Source records:
━━━━━━━━━━━━━━━━

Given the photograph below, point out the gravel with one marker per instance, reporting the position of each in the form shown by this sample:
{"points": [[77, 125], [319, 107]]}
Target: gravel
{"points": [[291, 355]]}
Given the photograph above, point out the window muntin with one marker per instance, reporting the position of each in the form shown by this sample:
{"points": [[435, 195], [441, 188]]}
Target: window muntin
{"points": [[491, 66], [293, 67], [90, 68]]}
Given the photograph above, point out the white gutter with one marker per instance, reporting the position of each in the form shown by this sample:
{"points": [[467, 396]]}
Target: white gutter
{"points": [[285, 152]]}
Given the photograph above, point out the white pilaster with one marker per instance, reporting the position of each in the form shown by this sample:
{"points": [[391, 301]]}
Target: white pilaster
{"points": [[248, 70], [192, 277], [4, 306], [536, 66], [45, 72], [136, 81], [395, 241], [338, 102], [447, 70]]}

━━━━━━━━━━━━━━━━

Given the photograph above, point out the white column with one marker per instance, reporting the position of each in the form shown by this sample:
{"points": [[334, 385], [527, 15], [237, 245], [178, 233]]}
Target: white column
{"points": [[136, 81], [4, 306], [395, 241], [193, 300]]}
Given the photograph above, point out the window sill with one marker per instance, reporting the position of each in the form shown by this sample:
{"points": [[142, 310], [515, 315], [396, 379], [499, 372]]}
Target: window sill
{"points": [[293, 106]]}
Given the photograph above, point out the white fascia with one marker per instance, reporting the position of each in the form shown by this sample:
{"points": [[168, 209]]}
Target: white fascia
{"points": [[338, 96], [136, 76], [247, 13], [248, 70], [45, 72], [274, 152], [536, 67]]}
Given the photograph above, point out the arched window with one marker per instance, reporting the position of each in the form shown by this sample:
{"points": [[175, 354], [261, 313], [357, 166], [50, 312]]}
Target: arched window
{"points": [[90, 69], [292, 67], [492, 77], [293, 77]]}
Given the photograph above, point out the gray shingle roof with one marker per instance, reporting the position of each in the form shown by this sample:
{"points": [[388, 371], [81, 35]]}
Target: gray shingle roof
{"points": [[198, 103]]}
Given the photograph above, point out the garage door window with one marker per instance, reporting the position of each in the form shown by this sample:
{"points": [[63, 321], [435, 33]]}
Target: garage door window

━━━━━━━━━━━━━━━━

EXERCISE TASK » Please recast the material from the line with "Given the photograph above, point out the garage" through the line with "Target: garage door window" as a Markdown table with columns headed "Row" and "Text". Number each line in the Row column and leave out any blank lines.

RESPONSE TO THE TASK »
| Row | Text |
|---|---|
| 1 | Given the photograph above, point out the garage door window with one marker per instance, reporting the position of each in the form shown by this sample: |
| 2 | {"points": [[63, 321], [435, 33]]} |
| 3 | Target: garage door window |